» **DATA**:
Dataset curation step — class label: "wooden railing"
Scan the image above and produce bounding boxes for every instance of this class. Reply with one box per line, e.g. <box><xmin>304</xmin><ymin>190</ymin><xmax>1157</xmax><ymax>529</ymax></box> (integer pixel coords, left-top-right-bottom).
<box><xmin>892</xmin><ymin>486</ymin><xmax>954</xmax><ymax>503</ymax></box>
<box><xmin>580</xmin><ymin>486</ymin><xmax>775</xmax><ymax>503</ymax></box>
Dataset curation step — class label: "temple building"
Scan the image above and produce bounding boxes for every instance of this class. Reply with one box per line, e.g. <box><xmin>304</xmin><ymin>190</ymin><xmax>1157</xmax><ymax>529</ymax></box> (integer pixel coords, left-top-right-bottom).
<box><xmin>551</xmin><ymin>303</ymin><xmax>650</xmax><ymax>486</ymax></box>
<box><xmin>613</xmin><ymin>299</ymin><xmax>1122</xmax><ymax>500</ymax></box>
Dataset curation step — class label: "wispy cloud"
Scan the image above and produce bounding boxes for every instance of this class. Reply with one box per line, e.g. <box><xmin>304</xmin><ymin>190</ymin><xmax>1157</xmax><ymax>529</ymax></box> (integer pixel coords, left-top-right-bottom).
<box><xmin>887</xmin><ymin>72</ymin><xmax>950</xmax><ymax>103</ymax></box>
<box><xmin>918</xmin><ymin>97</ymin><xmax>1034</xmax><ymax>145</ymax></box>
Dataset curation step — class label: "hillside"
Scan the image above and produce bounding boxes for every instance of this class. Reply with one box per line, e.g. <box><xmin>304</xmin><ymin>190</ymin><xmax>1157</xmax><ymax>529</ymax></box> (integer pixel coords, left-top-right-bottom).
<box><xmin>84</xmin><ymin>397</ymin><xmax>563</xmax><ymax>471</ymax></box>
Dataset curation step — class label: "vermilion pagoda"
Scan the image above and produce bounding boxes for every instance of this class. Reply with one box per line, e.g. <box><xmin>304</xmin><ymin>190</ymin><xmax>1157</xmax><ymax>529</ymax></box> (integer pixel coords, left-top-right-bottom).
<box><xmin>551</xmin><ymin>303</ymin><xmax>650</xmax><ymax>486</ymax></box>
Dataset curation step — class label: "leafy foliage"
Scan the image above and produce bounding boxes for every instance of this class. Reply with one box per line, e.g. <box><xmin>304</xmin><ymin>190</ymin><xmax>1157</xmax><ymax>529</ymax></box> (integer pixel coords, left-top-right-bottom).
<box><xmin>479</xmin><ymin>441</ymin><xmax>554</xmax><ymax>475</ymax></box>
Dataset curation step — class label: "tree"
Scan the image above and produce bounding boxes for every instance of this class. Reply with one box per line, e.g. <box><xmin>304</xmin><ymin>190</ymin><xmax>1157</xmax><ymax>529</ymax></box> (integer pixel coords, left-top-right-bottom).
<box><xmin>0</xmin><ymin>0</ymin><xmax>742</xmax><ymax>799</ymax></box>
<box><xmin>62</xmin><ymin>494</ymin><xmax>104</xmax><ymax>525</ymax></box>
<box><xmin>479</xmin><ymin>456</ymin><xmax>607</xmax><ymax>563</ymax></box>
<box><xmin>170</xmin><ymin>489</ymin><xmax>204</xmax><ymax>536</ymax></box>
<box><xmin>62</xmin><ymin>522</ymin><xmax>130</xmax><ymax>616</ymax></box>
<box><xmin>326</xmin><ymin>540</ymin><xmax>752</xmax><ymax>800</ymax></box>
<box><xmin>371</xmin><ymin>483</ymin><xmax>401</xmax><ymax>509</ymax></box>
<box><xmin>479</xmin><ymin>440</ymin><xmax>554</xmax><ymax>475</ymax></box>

» **SET PROBLEM**:
Pick out every line of the items above that contains the string "temple", matching case exactly.

» **EXERCISE RESULT**:
Dataset curation step — class label: "temple building"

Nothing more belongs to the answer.